» STATED GOAL A
Transcribe the passage of the piece on declassifications from "While declassifications can" up to and including "Kennedy conspiracy industry.".

The deceptive allure of declassifications

While declassifications can often help to dispel rumours and settle disputes, they can also be highly problematic for a number of reasons

Last month, there was a brief flutter in the American press when President Donald Trump announced that he was going to declassify all files related to the Kennedy assassination. For a brief moment it seemed like an entire subculture of myths, legends and conspiracies that had grown out of that epochal moment in American history would finally be put to rest.

And then, just like that, the moment passed. Several government agencies objected to the wholesale declassification of these files. Much against the President’s wishes, if news reports are to be believed, the declassification was heavily curtailed. And the trickle that eventually emerged, so far, seems to pose no threat whatsoever to the Kennedy conspiracy industry.

India itself is no stranger to this type of political and institutional reluctance. Indian governments across the political spectrum have refused to declassify the infamous Henderson Brooks-Bhagat Report on Indian operations during the Indo-China war of 1962. And this is even after one portion of the report was posted online by Australian journalist Neville Maxwell; it is still available for download.

» DATA SHOWN
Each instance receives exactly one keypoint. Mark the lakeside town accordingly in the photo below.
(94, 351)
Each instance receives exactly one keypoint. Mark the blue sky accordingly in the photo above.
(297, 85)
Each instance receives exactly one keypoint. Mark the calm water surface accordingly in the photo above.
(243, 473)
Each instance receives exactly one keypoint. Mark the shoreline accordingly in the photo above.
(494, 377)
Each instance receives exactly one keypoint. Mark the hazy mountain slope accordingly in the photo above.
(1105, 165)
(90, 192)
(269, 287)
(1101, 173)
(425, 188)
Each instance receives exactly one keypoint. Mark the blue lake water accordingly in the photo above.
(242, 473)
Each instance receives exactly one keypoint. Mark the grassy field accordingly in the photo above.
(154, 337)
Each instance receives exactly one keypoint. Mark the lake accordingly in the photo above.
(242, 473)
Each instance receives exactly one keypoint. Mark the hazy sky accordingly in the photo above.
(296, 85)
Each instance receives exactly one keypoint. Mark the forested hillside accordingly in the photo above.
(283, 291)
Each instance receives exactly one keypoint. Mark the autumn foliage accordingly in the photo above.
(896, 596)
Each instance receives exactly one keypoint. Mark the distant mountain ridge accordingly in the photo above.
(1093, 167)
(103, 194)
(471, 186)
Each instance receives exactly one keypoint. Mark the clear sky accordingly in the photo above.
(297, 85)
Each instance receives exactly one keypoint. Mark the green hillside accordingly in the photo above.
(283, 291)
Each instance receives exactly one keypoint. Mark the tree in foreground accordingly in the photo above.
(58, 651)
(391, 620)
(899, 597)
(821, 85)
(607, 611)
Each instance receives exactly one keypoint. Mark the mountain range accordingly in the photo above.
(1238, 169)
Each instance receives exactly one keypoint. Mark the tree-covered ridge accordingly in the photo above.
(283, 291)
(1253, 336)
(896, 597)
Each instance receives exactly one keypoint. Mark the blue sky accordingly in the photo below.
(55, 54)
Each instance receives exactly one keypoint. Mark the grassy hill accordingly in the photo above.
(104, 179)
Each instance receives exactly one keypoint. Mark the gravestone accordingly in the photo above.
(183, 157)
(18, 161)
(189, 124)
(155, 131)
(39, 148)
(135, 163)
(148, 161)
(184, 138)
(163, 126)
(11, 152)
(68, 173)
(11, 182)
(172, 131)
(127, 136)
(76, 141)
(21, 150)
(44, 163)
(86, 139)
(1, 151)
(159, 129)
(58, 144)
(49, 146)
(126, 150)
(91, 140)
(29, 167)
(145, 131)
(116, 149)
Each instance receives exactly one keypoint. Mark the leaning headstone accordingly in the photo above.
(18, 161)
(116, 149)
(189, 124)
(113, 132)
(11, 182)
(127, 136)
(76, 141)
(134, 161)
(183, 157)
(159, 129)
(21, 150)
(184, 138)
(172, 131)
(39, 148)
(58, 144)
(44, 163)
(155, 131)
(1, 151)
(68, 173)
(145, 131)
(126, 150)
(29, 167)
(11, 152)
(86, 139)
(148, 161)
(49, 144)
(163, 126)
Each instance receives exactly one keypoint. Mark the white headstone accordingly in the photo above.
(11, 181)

» STATED GOAL B
Rewrite the records from their first line up to and including the line with "(1238, 169)", changing "hazy" to "misty" and leaving all else unchanged. Return only those lines.

» COMPLETE RESPONSE A
While declassifications can often help to dispel rumours and settle disputes, they can also be highly problematic for a number of reasons

Last month, there was a brief flutter in the American press when President Donald Trump announced that he was going to declassify all files related to the Kennedy assassination. For a brief moment it seemed like an entire subculture of myths, legends and conspiracies that had grown out of that epochal moment in American history would finally be put to rest.

And then, just like that, the moment passed. Several government agencies objected to the wholesale declassification of these files. Much against the President’s wishes, if news reports are to be believed, the declassification was heavily curtailed. And the trickle that eventually emerged, so far, seems to pose no threat whatsoever to the Kennedy conspiracy industry.

» COMPLETE RESPONSE B
Each instance receives exactly one keypoint. Mark the lakeside town accordingly in the photo below.
(94, 351)
Each instance receives exactly one keypoint. Mark the blue sky accordingly in the photo above.
(297, 85)
Each instance receives exactly one keypoint. Mark the calm water surface accordingly in the photo above.
(243, 473)
Each instance receives exactly one keypoint. Mark the shoreline accordingly in the photo above.
(494, 377)
Each instance receives exactly one keypoint. Mark the misty mountain slope accordingly in the photo above.
(1105, 165)
(90, 192)
(269, 287)
(1101, 173)
(425, 188)
Each instance receives exactly one keypoint. Mark the blue lake water accordingly in the photo above.
(242, 473)
Each instance receives exactly one keypoint. Mark the grassy field accordingly in the photo above.
(154, 337)
Each instance receives exactly one keypoint. Mark the lake accordingly in the photo above.
(242, 473)
Each instance receives exactly one keypoint. Mark the misty sky accordingly in the photo above.
(296, 85)
Each instance receives exactly one keypoint. Mark the forested hillside accordingly in the photo above.
(283, 291)
Each instance receives exactly one keypoint. Mark the autumn foliage accordingly in the photo above.
(896, 596)
Each instance receives exactly one keypoint. Mark the distant mountain ridge accordingly in the photo above.
(1093, 167)
(103, 194)
(471, 186)
Each instance receives exactly one keypoint. Mark the clear sky accordingly in the photo above.
(297, 85)
Each instance receives exactly one keypoint. Mark the green hillside accordingly in the photo above.
(283, 291)
Each instance receives exactly one keypoint. Mark the tree in foreground accordingly in the photo above.
(58, 651)
(391, 620)
(899, 597)
(821, 85)
(607, 611)
Each instance receives exactly one keypoint. Mark the mountain range accordingly in the photo above.
(1238, 169)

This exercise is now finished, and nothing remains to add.